» Directions for this task: In the data, find each line where the word "target" appears and list that line.

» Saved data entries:
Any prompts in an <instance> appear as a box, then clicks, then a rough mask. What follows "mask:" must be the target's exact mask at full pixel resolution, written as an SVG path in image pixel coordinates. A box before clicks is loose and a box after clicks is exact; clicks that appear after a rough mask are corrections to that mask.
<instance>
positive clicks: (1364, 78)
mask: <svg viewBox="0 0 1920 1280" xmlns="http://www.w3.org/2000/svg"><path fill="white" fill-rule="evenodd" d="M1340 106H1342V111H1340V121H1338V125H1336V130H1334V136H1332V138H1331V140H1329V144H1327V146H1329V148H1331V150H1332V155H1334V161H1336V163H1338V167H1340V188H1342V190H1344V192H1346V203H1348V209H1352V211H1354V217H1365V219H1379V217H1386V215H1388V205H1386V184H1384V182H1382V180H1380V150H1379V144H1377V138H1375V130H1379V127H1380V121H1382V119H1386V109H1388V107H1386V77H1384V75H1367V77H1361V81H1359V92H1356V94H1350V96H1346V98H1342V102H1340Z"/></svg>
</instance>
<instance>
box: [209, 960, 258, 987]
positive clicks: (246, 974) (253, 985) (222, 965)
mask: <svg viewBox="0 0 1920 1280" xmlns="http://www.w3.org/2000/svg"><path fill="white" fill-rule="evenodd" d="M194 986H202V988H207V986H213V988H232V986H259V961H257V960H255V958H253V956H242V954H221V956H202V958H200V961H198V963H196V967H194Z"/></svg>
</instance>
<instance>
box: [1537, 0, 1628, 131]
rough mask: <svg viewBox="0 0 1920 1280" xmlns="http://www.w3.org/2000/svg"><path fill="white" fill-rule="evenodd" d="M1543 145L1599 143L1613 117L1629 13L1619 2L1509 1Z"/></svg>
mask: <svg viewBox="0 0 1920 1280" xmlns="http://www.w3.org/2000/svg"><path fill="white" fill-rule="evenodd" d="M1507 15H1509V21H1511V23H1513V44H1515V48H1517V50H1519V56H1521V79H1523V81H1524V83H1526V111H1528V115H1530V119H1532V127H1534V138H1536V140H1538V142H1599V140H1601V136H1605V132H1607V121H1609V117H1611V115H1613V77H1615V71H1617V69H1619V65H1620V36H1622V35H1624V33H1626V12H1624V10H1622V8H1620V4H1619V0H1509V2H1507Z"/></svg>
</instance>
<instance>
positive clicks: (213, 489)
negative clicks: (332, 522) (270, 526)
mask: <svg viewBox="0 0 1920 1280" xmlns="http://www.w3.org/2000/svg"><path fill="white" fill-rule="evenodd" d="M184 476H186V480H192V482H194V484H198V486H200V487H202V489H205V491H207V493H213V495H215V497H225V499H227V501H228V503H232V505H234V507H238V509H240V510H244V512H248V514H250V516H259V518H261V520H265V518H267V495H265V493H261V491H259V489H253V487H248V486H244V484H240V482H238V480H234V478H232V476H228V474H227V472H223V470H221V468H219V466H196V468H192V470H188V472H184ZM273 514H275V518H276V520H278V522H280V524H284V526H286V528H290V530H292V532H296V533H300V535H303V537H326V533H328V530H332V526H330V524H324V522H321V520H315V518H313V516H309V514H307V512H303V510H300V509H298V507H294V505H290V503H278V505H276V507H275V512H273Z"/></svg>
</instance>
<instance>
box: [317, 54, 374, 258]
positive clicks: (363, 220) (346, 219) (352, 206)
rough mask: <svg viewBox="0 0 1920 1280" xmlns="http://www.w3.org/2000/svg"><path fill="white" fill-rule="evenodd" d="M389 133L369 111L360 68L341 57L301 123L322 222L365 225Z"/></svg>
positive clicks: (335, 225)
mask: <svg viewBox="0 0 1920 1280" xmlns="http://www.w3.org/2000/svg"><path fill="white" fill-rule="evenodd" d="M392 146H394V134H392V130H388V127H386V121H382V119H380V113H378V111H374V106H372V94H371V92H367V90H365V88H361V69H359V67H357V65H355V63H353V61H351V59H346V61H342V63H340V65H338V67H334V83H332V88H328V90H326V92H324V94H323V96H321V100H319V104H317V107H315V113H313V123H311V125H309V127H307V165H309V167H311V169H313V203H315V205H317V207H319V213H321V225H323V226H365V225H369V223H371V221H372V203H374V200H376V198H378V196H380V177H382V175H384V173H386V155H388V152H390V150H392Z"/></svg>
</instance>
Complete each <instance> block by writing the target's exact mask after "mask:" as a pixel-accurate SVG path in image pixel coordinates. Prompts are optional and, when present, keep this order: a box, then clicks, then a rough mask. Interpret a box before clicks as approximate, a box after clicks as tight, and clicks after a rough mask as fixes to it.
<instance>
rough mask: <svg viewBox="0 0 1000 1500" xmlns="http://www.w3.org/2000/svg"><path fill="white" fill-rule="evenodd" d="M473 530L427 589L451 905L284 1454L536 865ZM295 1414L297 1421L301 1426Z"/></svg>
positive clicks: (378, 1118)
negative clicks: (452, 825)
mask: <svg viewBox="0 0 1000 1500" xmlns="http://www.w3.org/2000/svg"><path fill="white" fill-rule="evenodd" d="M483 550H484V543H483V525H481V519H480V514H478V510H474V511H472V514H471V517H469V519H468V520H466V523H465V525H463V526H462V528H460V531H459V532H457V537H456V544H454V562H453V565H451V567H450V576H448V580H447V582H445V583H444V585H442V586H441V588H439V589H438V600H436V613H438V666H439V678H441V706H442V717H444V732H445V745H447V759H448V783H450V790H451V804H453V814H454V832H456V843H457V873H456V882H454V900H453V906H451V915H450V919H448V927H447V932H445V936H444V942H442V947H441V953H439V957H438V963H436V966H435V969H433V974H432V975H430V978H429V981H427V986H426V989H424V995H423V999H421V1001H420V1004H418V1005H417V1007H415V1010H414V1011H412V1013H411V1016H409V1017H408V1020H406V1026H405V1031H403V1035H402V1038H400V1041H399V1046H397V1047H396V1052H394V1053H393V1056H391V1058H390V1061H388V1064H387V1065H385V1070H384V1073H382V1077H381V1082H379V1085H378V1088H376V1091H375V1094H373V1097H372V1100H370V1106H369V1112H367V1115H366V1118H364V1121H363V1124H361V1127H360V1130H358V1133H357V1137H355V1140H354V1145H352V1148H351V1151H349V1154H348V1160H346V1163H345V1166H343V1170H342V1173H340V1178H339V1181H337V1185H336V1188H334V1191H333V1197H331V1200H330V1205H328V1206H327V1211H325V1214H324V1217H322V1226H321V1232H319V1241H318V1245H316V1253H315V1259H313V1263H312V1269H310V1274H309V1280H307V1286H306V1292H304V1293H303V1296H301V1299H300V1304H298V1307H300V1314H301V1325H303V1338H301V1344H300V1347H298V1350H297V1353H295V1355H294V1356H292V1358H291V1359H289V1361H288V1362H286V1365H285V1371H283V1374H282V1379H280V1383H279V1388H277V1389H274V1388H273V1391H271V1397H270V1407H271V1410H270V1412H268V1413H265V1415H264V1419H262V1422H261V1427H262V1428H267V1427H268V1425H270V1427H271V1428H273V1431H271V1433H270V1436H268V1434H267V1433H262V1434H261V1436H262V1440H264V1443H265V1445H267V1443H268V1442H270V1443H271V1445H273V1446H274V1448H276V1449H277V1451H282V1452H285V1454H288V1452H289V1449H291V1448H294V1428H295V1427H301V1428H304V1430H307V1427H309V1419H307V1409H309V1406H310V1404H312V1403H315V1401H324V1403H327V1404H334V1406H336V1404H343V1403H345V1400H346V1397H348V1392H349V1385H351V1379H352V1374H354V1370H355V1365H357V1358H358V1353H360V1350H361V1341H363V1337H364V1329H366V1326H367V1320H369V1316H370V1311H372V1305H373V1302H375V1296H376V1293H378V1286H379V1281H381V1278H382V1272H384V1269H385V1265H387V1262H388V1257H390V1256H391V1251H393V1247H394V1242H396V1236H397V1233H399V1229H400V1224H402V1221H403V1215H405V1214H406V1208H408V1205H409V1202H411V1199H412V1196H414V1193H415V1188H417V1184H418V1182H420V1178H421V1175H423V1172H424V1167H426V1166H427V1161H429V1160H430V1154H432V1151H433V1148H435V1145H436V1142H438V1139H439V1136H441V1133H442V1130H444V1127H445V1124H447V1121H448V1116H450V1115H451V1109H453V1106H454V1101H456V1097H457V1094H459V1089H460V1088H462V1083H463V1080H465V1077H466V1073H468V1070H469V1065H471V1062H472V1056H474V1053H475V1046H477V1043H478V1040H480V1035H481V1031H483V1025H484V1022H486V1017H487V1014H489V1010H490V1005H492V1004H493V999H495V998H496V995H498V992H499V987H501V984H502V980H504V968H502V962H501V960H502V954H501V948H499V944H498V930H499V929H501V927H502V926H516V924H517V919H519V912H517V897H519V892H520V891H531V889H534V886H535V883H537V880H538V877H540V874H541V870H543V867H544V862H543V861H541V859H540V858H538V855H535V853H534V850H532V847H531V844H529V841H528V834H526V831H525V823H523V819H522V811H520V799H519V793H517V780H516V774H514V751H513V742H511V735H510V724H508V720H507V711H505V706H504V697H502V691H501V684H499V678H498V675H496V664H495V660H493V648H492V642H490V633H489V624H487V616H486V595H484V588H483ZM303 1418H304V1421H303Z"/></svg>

» Answer to this task:
Any prompts in an <instance> appear as a box, then clicks, then a rough mask. What follows "mask:" must be the target's exact mask at full pixel resolution, written as an SVG path in image pixel coordinates. A box before clicks is loose and a box after clicks is exact; clicks that appear after a rough mask are corrections to that mask.
Complete each <instance> block by writing the target's exact mask after "mask:" as a pixel-accurate SVG path in image pixel coordinates. Prompts are optional and, when present, keep this order: a box, then clicks, then a rough mask. Interpret a box before clicks as approximate, a box after clicks as tight, and clicks after a rough mask as fixes to it.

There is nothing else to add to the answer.